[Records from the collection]
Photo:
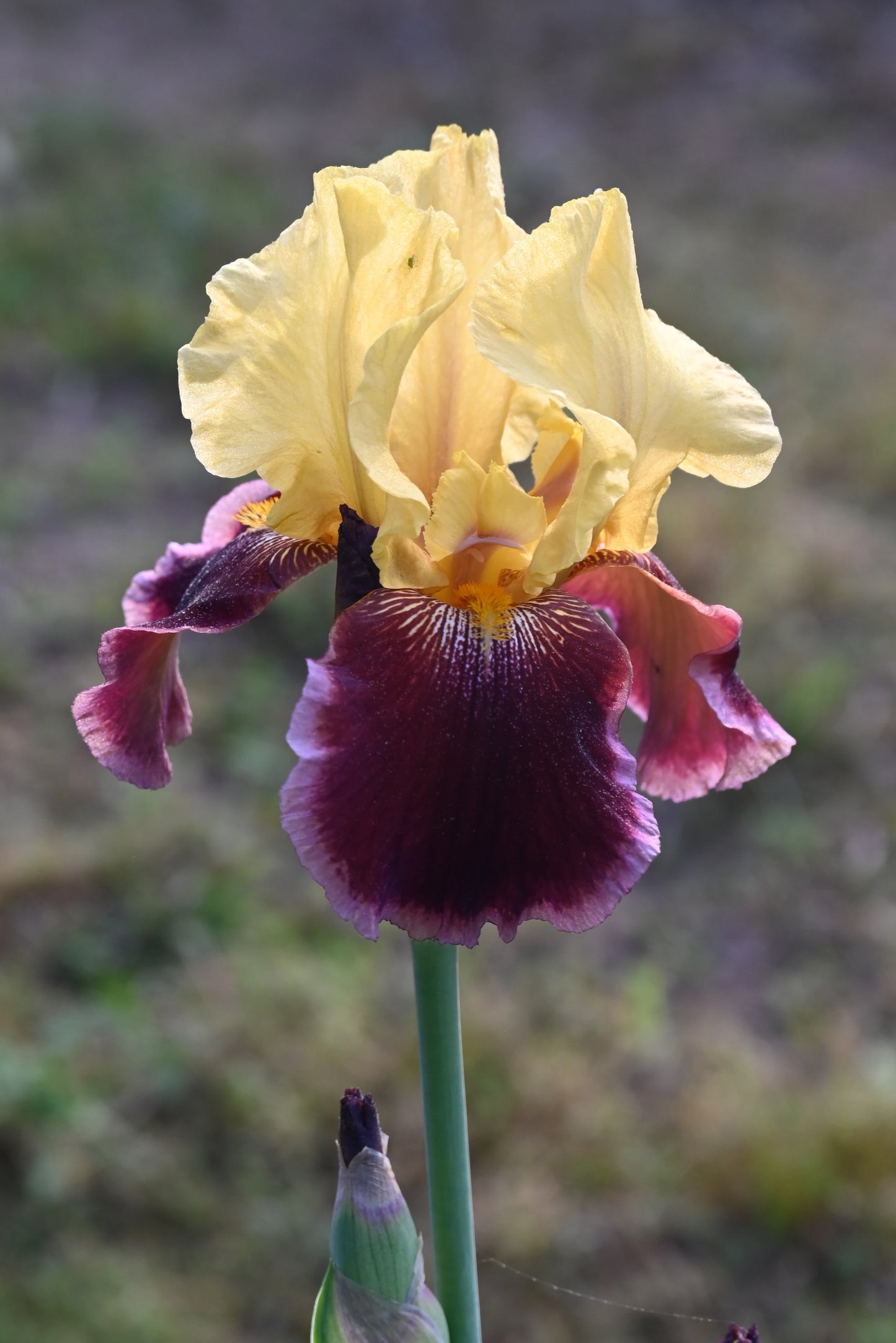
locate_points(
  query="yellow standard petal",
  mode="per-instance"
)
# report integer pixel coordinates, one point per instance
(580, 469)
(451, 399)
(315, 332)
(563, 312)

### DIRECTIONS
Rewrite all of the lines above, requests included, but shift every pixel coordinate in the answers up by 75. Leave the pictures out.

### EXPECTED OUTPUT
Photo:
locate_points(
  query="yellow standard petal",
  mode="per-instance"
)
# report integer pixel coordinates, one point per instance
(655, 544)
(526, 474)
(390, 407)
(638, 387)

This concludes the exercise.